:: Textauszug ::
============================================================
Kette rechts - RBLs # 4 & 5 - Diex & Völkermarkt
Radrennen werden nicht nur mit den Beinen, sondern auch im Kopf gewonnen: der spätere Sieger Janos Pelikan (Amplatz-BMC) setzte etwa zur Halbzeit des Rennens zu einem Solovorstoß an; der Ungar ließ dann Trettwer und Kuen aufschließen und verbrachte die letzten beiden Runden - scheinbar mit den Kräften am Ende - vorwiegend am Schluss der Gruppe.
Auch den Vorstoß von Trettwer auf der Schlussrunde konnte er geduldig abwarten, ehe er zwei Kilometer vor dem Ziel zu einer pfeilschnellen (und erfolgreichen Attacke) ansetzte. Böses Blut kam bei den unterlegenen Konkurrenten nicht auf: beide erklärten unisono, mit dem Kräften ohnedies wirklich am Ende gewesen zu sein.
============================================================
Umrisszeilen

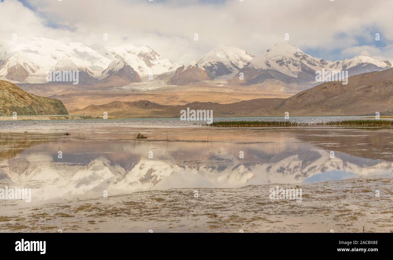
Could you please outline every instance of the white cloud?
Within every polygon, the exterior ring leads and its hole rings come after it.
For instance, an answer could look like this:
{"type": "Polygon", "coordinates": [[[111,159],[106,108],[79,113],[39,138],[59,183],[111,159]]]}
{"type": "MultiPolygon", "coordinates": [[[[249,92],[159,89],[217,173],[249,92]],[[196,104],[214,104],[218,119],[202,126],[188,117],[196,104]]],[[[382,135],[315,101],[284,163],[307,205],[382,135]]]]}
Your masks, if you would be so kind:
============================================================
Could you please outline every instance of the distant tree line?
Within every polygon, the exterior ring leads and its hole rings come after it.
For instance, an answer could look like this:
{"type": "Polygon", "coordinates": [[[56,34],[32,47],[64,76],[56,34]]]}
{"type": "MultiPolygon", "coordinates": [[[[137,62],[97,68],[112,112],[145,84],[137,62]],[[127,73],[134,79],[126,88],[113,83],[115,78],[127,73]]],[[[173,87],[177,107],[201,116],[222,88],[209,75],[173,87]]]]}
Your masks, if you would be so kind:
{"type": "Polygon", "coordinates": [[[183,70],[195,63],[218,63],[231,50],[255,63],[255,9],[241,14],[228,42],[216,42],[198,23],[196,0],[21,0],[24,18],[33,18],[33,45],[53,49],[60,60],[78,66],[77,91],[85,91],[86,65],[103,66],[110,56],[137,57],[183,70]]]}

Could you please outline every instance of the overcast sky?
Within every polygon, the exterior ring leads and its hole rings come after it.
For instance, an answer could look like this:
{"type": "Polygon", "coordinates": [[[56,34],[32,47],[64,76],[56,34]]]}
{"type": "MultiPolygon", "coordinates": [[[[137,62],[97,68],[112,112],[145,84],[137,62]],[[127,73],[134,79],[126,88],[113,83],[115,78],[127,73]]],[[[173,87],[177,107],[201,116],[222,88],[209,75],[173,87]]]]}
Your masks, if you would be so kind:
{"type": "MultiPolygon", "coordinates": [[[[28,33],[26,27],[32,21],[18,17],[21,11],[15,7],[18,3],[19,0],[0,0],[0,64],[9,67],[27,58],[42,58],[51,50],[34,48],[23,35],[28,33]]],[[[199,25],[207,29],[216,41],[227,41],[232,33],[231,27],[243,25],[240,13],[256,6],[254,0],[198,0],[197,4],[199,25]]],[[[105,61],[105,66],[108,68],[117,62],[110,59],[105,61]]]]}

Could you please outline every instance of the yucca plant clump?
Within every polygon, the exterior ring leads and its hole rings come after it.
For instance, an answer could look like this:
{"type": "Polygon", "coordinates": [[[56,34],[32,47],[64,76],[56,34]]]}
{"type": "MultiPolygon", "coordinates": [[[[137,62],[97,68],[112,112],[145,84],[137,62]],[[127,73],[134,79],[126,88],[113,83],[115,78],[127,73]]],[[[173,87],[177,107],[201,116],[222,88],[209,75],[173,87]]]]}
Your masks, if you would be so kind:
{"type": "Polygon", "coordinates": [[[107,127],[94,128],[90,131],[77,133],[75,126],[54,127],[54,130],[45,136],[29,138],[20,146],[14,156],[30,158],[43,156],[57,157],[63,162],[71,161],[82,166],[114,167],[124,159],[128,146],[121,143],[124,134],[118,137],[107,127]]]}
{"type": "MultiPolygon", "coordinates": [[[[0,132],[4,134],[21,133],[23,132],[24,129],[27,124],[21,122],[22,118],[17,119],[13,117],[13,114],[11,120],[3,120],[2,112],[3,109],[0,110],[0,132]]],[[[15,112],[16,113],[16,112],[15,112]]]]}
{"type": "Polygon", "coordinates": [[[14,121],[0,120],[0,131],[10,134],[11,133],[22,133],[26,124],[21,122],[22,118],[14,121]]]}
============================================================
:: Erforderliche Schritte ::
A. Fasse den Textauszug über das Radrennen in zwei Sätzen zusammen.
B. Zähle bitte die Zeilen, in denen die Zeichenfolge „please“ vorkommt, wobei Groß- und Kleinschreibung zählt, und gib nur die Zahl an.
Der Textauszug und die Zeilen sind voneinander unabhängiges Material.

:: Ergebnisse je Aufgabe ::
A. Janos Pelikan (Amplatz-BMC) setzte etwa zur Halbzeit des Rennens zu einem Solovorstoß an, ließ Trettwer und Kuen aufschließen, hielt sich in den letzten beiden Runden vorwiegend am Schluss der Gruppe und wartete auch Trettwers Vorstoß auf der Schlussrunde ab. Zwei Kilometer vor dem Ziel siegte er mit einer pfeilschnellen Attacke, und die unterlegenen Konkurrenten erklärten beide, ohnehin mit den Kräften am Ende gewesen zu sein.

B. 4